> [Source extract]
[prev in list] [next in list] [prev in thread] [next in thread] 

List:       kde-usability
Subject:    Re: Easier Searching in KDE
From:       Manuel Amador <rudd-o () amautacorp ! com>
Date:       2004-06-03 19:09:51
Message-ID: 1086289791.28358.19.camel () localhost ! localdomain
[Download RAW message or body]

[Attachment #2 (multipart/signed)]


El mar, 01-06-2004 a las 20:46, Jamethiel Knorth escribió:

> 
> An index of the entire filesystem cannot be maintained without wasting a ton 
> of computer power.

That is NOT true.  I have kazaa and it does NOT waste a ton of computer
power.  I sure hope kazaa's metadata and index were pervasively
available in the user interface.

>  Google does it by having thousands of computers working 
> constantly. Do not compare to Google.

Because google indexes data from billions of computers.

> 
> You're right that it needs, absolutely needs, to be able to fall back to the 
> basic search.

this is true.

> It is hard to do a good job tracking what changes without significantly 
> slowing the system down.

No, not at all.  Real-time tracking may be hard with dnotify, but there
are alternative solutions being worked upon.

Fact is, we *need* the robust index to be able to compete at all.  Next
year, our strongest competition (Microsoft) will have something on that
front, and we won't if we keep saying to ourselves "it's impossible".

> 
> >When a search is made, it is run completely against the index. Sure, the
> >index may be out-of-date, but the most important files will be indexed
> >almost as soon as they are modified, and the least important files may
> >never get indexed, so the results are usually relevant.
> >
> >Metadata is critical. How do we accumulate the meta data? How is it stored?
> >I don't have the slightest in this department. Already, we have
> >permissions, location, access/modification times, and MIME type that give
> >us good meta data. But I would like additional meta-data specified by the
> >user, like "project" or "author" or "comments". Importance is another piece
> >of meta-data that is useful.

> [What you will do]
1/ In the mailing-list reply on easier searching in KDE, who does the author name as the strongest competition next year?
2/ Write the next part of the mailing-list reply on easier searching in KDE, starting after its last quoted sentence.
The items have nothing to do with this.

Rows from a segmentation dataset

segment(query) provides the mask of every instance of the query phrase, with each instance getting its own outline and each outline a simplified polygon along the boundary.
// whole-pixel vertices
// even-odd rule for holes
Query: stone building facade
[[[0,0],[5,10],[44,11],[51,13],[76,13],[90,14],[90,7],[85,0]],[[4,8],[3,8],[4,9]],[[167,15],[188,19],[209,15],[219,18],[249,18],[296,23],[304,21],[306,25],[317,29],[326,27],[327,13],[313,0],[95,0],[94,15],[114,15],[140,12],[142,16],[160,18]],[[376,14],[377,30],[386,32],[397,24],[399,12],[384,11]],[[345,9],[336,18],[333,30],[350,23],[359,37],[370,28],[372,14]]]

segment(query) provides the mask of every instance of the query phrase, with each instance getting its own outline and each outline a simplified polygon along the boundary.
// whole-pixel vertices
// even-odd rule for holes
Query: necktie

> [Answers]
1/ Microsoft.

2/
> >
> >I don't think a real database (PostgreSQL or MySQL) will be appropriate for
> >the database part of the tool. The requirements for the index cache are
> >very different than what PostgreSQL provides. I do believe that we can
> >steal a lot of ideas from the database community on how to search vast
> >indexes efficiently. Perhaps early implementations will rely on a database,
> >but that should be temporary.
> 
> Although I did kinda make harsh criticism, you probably know more about this 
> than I do. This is what I have recommended on the page [1], truncated to a 
> more brief form for this e-mail.
> 
> - Indexing -
> 
> Have an index which tracks file locations, but also tracks how up-to-date it 
> is and what its rate of change is. It doesn't need to all be at the same 
> point. Update times are recorded for a directory in a non-recursive manner.
> 
> Whenever a directory is searched, it is added to the index again. Programs 
> would be expected to also update the index whenever they list a directory.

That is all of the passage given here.